**Your task:** Please output every one of the rows below again, line for line and without any change.

(Pointing entries for labeled objects)
--
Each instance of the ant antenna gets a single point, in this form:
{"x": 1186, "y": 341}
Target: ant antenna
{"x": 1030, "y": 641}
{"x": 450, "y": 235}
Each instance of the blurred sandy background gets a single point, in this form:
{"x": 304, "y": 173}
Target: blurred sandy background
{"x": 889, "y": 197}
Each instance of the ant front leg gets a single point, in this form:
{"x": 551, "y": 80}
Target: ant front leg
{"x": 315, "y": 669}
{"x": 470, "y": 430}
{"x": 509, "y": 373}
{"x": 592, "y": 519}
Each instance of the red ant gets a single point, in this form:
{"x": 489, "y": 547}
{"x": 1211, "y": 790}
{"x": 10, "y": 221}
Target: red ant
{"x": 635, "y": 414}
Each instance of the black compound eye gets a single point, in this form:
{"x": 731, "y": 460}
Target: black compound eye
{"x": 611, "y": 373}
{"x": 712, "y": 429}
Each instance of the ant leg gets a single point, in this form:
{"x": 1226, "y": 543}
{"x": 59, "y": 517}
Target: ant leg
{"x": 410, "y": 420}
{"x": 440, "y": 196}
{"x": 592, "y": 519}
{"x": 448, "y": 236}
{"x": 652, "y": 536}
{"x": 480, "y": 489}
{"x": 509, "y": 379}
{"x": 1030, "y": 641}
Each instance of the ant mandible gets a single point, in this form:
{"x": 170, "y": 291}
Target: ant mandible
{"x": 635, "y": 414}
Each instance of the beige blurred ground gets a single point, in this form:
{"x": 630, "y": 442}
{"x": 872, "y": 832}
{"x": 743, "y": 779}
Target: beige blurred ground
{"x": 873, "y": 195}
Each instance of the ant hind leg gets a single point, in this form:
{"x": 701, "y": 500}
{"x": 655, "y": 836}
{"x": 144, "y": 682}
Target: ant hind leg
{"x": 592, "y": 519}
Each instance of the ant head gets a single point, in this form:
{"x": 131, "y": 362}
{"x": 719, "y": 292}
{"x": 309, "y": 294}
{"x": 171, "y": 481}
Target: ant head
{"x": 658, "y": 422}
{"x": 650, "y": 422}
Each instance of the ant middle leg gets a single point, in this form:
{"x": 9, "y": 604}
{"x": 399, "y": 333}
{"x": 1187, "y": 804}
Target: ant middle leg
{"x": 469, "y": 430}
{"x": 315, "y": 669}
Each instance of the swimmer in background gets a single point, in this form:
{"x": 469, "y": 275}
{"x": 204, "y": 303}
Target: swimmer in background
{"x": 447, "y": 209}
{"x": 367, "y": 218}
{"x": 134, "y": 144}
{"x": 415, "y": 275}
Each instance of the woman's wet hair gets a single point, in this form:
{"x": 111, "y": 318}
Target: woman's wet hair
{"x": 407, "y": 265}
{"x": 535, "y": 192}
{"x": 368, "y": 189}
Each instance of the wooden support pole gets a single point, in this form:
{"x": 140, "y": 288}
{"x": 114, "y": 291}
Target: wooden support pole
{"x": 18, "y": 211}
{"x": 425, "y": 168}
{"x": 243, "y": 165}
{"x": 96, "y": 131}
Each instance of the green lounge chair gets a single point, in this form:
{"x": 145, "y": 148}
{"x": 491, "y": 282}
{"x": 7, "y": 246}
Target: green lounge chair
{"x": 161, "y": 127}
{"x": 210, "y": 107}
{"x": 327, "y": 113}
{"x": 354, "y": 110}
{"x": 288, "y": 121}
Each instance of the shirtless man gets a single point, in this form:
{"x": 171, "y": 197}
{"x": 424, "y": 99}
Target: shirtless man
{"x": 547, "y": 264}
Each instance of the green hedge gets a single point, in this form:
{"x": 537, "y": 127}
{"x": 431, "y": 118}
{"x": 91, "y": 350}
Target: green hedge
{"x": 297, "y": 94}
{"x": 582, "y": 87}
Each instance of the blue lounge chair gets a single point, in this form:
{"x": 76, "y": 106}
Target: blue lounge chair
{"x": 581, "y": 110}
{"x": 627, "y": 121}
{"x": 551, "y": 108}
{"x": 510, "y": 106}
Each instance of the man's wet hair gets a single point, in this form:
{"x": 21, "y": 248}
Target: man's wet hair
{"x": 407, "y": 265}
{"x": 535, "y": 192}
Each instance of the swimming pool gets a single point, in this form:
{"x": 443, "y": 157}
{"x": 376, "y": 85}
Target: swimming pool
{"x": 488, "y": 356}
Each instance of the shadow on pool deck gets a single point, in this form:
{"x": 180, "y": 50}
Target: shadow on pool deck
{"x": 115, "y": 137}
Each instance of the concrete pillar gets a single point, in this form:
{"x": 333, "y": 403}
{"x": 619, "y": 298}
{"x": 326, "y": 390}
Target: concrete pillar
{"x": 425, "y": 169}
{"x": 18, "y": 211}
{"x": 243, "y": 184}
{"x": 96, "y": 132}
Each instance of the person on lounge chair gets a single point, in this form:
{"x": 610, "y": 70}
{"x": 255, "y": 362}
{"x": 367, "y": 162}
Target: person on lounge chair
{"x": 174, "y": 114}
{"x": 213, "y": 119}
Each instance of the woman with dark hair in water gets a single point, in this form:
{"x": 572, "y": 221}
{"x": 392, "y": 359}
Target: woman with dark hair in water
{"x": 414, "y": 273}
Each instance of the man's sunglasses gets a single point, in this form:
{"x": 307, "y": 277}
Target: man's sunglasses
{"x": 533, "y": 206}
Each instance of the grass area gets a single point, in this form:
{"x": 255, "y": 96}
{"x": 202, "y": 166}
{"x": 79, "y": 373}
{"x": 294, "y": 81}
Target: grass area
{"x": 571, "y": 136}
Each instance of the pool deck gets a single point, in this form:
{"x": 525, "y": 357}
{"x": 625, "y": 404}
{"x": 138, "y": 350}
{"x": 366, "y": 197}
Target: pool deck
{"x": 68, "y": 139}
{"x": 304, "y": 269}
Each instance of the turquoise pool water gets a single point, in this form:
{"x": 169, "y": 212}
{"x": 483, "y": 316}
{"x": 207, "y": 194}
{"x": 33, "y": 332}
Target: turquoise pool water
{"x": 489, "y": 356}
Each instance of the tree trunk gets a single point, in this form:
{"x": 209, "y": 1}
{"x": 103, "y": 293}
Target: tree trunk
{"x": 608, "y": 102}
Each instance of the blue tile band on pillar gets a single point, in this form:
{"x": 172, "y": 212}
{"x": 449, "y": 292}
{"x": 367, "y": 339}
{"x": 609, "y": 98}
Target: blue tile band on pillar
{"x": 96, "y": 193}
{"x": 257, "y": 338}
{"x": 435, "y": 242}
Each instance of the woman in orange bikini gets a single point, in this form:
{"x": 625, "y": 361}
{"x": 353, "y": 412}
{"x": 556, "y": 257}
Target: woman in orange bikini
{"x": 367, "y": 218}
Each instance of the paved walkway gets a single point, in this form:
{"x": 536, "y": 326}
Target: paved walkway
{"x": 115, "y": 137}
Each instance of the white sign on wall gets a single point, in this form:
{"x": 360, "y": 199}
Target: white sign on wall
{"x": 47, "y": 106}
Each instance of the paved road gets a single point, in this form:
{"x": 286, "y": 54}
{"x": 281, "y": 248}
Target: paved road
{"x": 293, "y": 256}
--
**The solution:**
Each instance of the ant antenna gets a single point, in this form:
{"x": 1186, "y": 341}
Target: ant antenna
{"x": 1030, "y": 641}
{"x": 450, "y": 235}
Each instance of the blurred sandy background gets a single point, in this form:
{"x": 304, "y": 173}
Target: blurred sandy background
{"x": 889, "y": 197}
Each instance of the ant front leg gets a single point, in this form:
{"x": 551, "y": 80}
Target: ant front leg
{"x": 315, "y": 669}
{"x": 470, "y": 430}
{"x": 509, "y": 373}
{"x": 592, "y": 519}
Each instance of the red ant gets a single point, in this form:
{"x": 489, "y": 547}
{"x": 1211, "y": 790}
{"x": 10, "y": 221}
Target: red ant
{"x": 635, "y": 414}
Each instance of the black compound eye gets a single point, in this form:
{"x": 731, "y": 460}
Target: black compound eye
{"x": 611, "y": 373}
{"x": 712, "y": 429}
Each instance of the ant leg gets a single point, in this form:
{"x": 1226, "y": 543}
{"x": 59, "y": 517}
Target: ant leg
{"x": 410, "y": 420}
{"x": 440, "y": 196}
{"x": 592, "y": 519}
{"x": 448, "y": 236}
{"x": 652, "y": 536}
{"x": 480, "y": 489}
{"x": 509, "y": 379}
{"x": 1030, "y": 641}
Each instance of the ant mandible gets a single point, in this form:
{"x": 170, "y": 291}
Target: ant mandible
{"x": 635, "y": 414}
Each instance of the beige blurred ground gets a single point, in this form:
{"x": 630, "y": 442}
{"x": 872, "y": 832}
{"x": 743, "y": 779}
Target: beige blurred ground
{"x": 873, "y": 195}
Each instance of the ant hind leg gets a single point, in this form:
{"x": 701, "y": 500}
{"x": 655, "y": 836}
{"x": 144, "y": 682}
Target: ant hind leg
{"x": 592, "y": 519}
Each instance of the ant head gets a single point, in this form:
{"x": 131, "y": 362}
{"x": 719, "y": 292}
{"x": 309, "y": 294}
{"x": 171, "y": 481}
Target: ant head
{"x": 658, "y": 422}
{"x": 650, "y": 422}
Each instance of the ant middle leg gets a single point, in this form:
{"x": 9, "y": 604}
{"x": 399, "y": 333}
{"x": 1187, "y": 804}
Target: ant middle leg
{"x": 469, "y": 430}
{"x": 315, "y": 669}
Each instance of the swimmer in background gets a single point, in this form:
{"x": 469, "y": 275}
{"x": 204, "y": 303}
Target: swimmer in background
{"x": 447, "y": 209}
{"x": 367, "y": 218}
{"x": 134, "y": 144}
{"x": 415, "y": 275}
Each instance of the woman's wet hair gets a single point, in this form:
{"x": 111, "y": 318}
Target: woman's wet hair
{"x": 407, "y": 265}
{"x": 535, "y": 192}
{"x": 368, "y": 189}
Each instance of the wooden support pole gets a single point, in this form:
{"x": 140, "y": 288}
{"x": 114, "y": 291}
Target: wooden support pole
{"x": 18, "y": 211}
{"x": 425, "y": 168}
{"x": 243, "y": 165}
{"x": 96, "y": 131}
Each instance of the green lounge chair gets a single point, in this form:
{"x": 145, "y": 148}
{"x": 491, "y": 282}
{"x": 7, "y": 246}
Target: green lounge chair
{"x": 161, "y": 127}
{"x": 210, "y": 107}
{"x": 327, "y": 113}
{"x": 354, "y": 110}
{"x": 288, "y": 121}
Each instance of the shirtless man gets a single point, in this form:
{"x": 171, "y": 197}
{"x": 424, "y": 99}
Target: shirtless man
{"x": 547, "y": 264}
Each instance of the green hedge gets a single point, in this form:
{"x": 537, "y": 127}
{"x": 431, "y": 118}
{"x": 91, "y": 350}
Target: green hedge
{"x": 297, "y": 94}
{"x": 582, "y": 87}
Each instance of the blue lounge chair gets a single point, in this form:
{"x": 76, "y": 106}
Target: blue lounge chair
{"x": 581, "y": 110}
{"x": 627, "y": 121}
{"x": 551, "y": 108}
{"x": 510, "y": 106}
Each instance of the man's wet hair gets a single point, in this form:
{"x": 21, "y": 248}
Target: man's wet hair
{"x": 407, "y": 265}
{"x": 535, "y": 192}
Each instance of the swimming pool gets a single point, in this form:
{"x": 443, "y": 157}
{"x": 376, "y": 85}
Target: swimming pool
{"x": 488, "y": 356}
Each instance of the shadow on pool deck gets a single point, in this form:
{"x": 180, "y": 50}
Target: shadow on pool deck
{"x": 115, "y": 137}
Each instance of the concrete pillar gets a single point, in this form:
{"x": 333, "y": 403}
{"x": 619, "y": 298}
{"x": 326, "y": 390}
Target: concrete pillar
{"x": 425, "y": 169}
{"x": 18, "y": 211}
{"x": 243, "y": 184}
{"x": 96, "y": 132}
Each instance of the person on lounge chair gets a single point, in this form:
{"x": 610, "y": 70}
{"x": 255, "y": 362}
{"x": 367, "y": 162}
Target: person on lounge chair
{"x": 174, "y": 114}
{"x": 213, "y": 119}
Each instance of the woman with dark hair in water gets a single point, in this form:
{"x": 572, "y": 221}
{"x": 392, "y": 359}
Target: woman with dark hair in water
{"x": 414, "y": 273}
Each instance of the man's sunglasses gets a single point, in this form:
{"x": 307, "y": 277}
Target: man's sunglasses
{"x": 533, "y": 206}
Each instance of the grass area gets a single point, in this form:
{"x": 255, "y": 96}
{"x": 202, "y": 166}
{"x": 79, "y": 373}
{"x": 294, "y": 81}
Target: grass area
{"x": 571, "y": 136}
Each instance of the pool deck gets a single point, in this form:
{"x": 525, "y": 357}
{"x": 625, "y": 404}
{"x": 138, "y": 350}
{"x": 366, "y": 197}
Target: pool deck
{"x": 68, "y": 139}
{"x": 304, "y": 269}
Each instance of the turquoise pool water gets a single point, in this form:
{"x": 169, "y": 212}
{"x": 483, "y": 316}
{"x": 207, "y": 194}
{"x": 33, "y": 332}
Target: turquoise pool water
{"x": 489, "y": 356}
Each instance of the tree trunk gets a single point, in this form:
{"x": 209, "y": 1}
{"x": 103, "y": 293}
Target: tree trunk
{"x": 608, "y": 102}
Each instance of the blue tile band on pillar gets a single point, in this form:
{"x": 172, "y": 212}
{"x": 449, "y": 292}
{"x": 367, "y": 339}
{"x": 609, "y": 98}
Target: blue tile band on pillar
{"x": 96, "y": 193}
{"x": 257, "y": 338}
{"x": 435, "y": 242}
Each instance of the woman in orange bikini gets a single point, in this form:
{"x": 625, "y": 361}
{"x": 353, "y": 412}
{"x": 556, "y": 257}
Target: woman in orange bikini
{"x": 367, "y": 218}
Each instance of the paved walkway gets a single point, in this form:
{"x": 536, "y": 326}
Target: paved walkway
{"x": 115, "y": 137}
Each instance of the white sign on wall gets a single point, in this form:
{"x": 360, "y": 199}
Target: white sign on wall
{"x": 47, "y": 106}
Each instance of the paved road gets a single point, in this form:
{"x": 286, "y": 54}
{"x": 281, "y": 248}
Target: paved road
{"x": 293, "y": 256}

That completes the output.